Sanjay Podder: Well, I'm not an expert on that topic, so I won't be able to comment much on that, but I can talk about the fact that, you were discussing on efficiencies. For the same energy.
You know, you can, do a lot more with ai and what I mean by that is, the way we build AI today, whether it's training or inferencing, there is a number of easy things to do, which has a huge impact in amount of energy you need for that AI. I think there was a reference to, for example, large gen AI models.
They are typically preferred because, probably it gives more accuracy. But the reality is, in different business scenarios, you don't necessarily have to go to the largest of the models, right? And, in fact, most of the LLM providers today are giving you LLMs of different t shirt sizes. 7 billion parameters, 80 billion parameters.
One of the intelligent things to do is, fit for purpose. You select a model which is good enough for your business use case. You don't necessarily go to the largest of the model. And the energy need is substantially lowered in the process, for example, right? And that to me are very practical levers. The other thing, for example, there was, I think, Prasad referred to that these models, end of the day, they are deep learning models.
You know, there are techniques like quantizing, pruning, by which you can compress the models, such that smaller models will likely take less energy, for example. And then, of course, you know, inferencing. Traditionally, we have been always thinking about training with classical AI. But with generative AI, the game has changed.
Because with gen AI, given it's how pervasive and everybody is using it, millions of queries, the inferencing part takes more energy than training. Now again, simple techniques can be used to lower that, like you have one shot inferencing, if you batch your prompts, now when you do these things, you come to your answers quicker.

▸ Given information

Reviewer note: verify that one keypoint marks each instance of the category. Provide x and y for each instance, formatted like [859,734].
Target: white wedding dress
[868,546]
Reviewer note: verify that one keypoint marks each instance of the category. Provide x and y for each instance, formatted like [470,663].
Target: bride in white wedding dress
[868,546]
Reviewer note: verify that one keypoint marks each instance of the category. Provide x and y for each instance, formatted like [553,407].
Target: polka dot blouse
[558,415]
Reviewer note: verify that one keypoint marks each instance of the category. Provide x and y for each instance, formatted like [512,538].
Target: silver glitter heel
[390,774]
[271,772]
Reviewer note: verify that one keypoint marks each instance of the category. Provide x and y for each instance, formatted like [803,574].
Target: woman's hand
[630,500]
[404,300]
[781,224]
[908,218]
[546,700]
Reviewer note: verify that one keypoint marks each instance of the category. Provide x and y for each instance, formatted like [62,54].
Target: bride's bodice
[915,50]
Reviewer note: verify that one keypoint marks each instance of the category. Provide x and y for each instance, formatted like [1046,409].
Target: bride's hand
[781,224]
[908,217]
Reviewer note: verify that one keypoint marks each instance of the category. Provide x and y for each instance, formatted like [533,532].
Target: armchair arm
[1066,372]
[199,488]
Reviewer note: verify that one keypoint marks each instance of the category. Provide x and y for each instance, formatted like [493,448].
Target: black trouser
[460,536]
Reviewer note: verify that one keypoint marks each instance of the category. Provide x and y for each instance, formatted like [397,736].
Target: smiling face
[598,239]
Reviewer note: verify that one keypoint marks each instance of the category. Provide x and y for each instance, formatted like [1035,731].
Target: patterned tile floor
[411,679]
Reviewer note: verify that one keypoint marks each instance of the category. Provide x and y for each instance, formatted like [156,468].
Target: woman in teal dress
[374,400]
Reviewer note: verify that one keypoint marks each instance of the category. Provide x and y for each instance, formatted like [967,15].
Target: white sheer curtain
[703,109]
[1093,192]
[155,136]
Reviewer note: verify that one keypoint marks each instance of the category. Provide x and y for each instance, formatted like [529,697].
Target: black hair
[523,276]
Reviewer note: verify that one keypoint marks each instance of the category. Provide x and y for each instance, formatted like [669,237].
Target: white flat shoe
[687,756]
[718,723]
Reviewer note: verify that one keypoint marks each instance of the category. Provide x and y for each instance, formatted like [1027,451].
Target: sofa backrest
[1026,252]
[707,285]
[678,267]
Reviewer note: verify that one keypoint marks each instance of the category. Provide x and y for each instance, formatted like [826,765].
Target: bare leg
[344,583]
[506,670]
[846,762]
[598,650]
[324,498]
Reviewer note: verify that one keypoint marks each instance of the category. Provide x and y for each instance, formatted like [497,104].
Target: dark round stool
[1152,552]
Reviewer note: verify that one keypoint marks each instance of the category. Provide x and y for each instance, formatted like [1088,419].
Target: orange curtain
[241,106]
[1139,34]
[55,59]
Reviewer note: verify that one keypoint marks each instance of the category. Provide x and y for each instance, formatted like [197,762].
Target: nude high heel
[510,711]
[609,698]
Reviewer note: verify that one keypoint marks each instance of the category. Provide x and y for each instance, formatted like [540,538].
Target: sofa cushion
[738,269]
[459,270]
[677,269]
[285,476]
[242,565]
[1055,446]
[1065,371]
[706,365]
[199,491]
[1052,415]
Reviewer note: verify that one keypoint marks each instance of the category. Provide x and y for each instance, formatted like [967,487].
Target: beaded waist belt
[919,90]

==

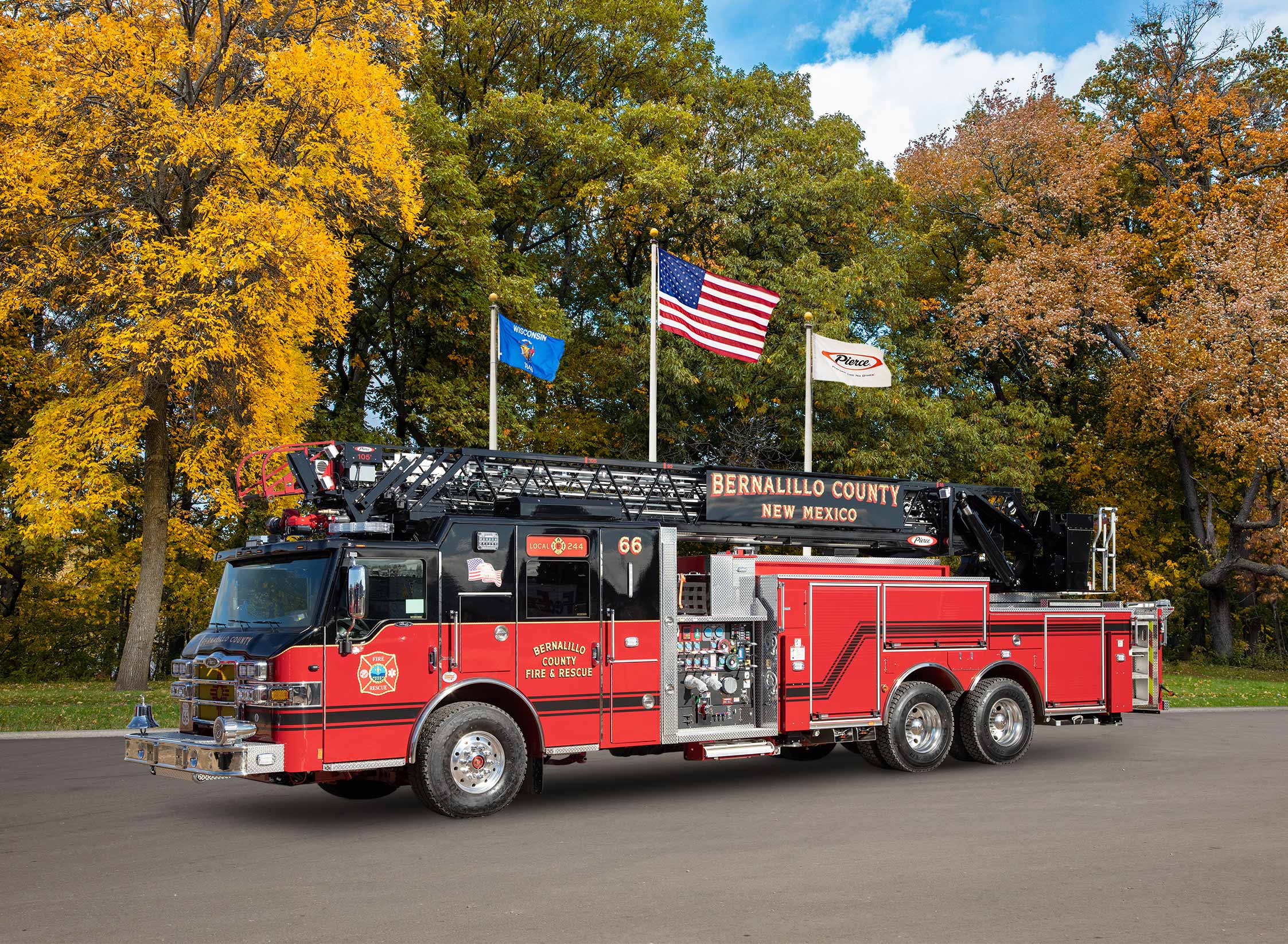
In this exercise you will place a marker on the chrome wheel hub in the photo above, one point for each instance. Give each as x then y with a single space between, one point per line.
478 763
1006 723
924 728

---

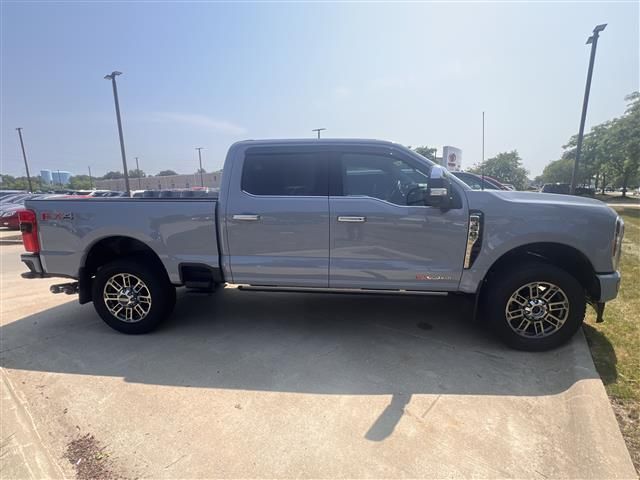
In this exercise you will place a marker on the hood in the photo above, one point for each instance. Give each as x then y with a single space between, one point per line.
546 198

▸ What the exercise asks
Print, word for word, the portion of the transcript on AI energy use shown above, starting with "You know, you" and going on through "gen AI models.".

▸ Answer box
You know, you can, do a lot more with ai and what I mean by that is, the way we build AI today, whether it's training or inferencing, there is a number of easy things to do, which has a huge impact in amount of energy you need for that AI. I think there was a reference to, for example, large gen AI models.